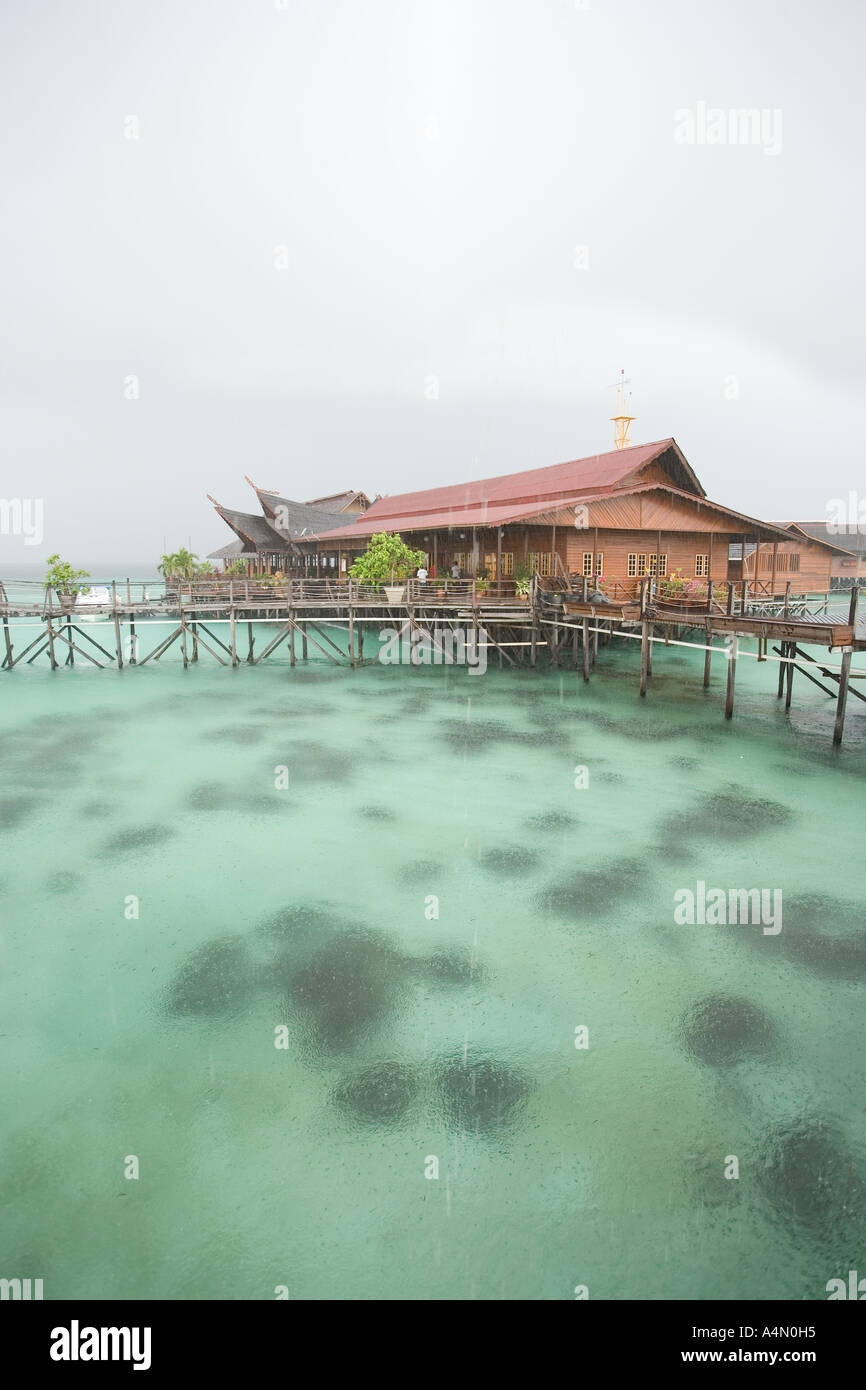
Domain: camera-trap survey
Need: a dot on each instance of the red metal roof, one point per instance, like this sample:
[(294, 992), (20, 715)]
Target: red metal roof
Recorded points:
[(516, 495)]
-- -- --
*Aim of the exercise*
Could you reproduce every item above word for word, leaving out the pictures?

*Correct response*
Domain: camera-trap survey
Need: a dot on each instance of the red metal roof, one point per instance, like this sample:
[(294, 992), (20, 715)]
Target: red metal roof
Recorded points:
[(516, 495)]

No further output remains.